What the exercise asks –
Edit the records from the line containing "shaped like (273,191)." through the end of the records, replacing every "doughnut" with "donut". Return only those lines, with nothing else changed.

Coordinate labeling data:
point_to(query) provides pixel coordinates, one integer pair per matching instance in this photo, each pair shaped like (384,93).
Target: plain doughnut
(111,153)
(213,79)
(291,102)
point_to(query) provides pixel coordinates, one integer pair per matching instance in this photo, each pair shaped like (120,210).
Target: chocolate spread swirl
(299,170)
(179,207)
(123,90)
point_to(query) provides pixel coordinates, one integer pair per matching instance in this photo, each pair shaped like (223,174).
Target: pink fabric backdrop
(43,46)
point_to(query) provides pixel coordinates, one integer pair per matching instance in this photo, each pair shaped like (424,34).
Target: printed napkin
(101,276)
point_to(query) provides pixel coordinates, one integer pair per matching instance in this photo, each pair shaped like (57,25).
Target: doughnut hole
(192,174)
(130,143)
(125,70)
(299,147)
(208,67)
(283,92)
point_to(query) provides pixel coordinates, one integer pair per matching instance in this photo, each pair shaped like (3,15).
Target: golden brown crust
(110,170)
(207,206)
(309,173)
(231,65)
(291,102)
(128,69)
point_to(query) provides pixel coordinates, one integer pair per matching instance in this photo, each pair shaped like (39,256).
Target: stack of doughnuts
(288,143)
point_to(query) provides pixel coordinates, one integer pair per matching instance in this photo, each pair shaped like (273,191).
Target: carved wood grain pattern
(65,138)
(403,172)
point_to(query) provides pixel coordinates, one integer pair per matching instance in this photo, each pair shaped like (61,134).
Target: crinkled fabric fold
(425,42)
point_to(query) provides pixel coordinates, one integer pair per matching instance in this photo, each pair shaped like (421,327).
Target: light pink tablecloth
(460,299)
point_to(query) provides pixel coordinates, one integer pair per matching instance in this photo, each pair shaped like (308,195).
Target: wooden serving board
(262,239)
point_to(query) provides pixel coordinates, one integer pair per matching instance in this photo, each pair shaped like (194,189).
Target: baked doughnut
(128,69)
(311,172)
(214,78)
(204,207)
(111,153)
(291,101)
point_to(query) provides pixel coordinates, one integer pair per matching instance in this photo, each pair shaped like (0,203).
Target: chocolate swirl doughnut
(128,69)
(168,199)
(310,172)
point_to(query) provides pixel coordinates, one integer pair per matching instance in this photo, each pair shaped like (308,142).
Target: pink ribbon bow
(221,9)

Solution for this exercise –
point_to(query) provides pixel coordinates, one integer pair per matching instance in this photo, each pair shaped like (273,191).
Target: carved wood grain pattern
(65,138)
(403,172)
point_to(query) provides pixel coordinates, one integer pair per matching instance in this photo, each pair shaped like (61,134).
Target: crinkled fabric fold
(425,42)
point_to(query) provides pixel coordinates, one integer pair per matching instance in this photo, each pair shaped like (421,327).
Target: light pink tablecloth
(460,299)
point_to(query) provides pixel coordinates, one integer pair per matching instance in this photo, each pair shaped like (308,195).
Target: wooden serving board
(262,239)
point_to(query) provides pixel coordinates, one integer pair per matching instance in this photo, each pair shaped like (194,189).
Target: baked donut
(128,69)
(311,172)
(214,78)
(204,207)
(111,153)
(291,101)
point_to(query) provides pixel coordinates, one integer pair per matching instance in this photo, each pair shaped like (0,203).
Target: chocolate swirl donut
(128,69)
(168,199)
(310,172)
point_to(query) provides pixel coordinates, one integer pair per matching instance in this photo, each pair shaped like (308,142).
Target: pink ribbon bow
(221,9)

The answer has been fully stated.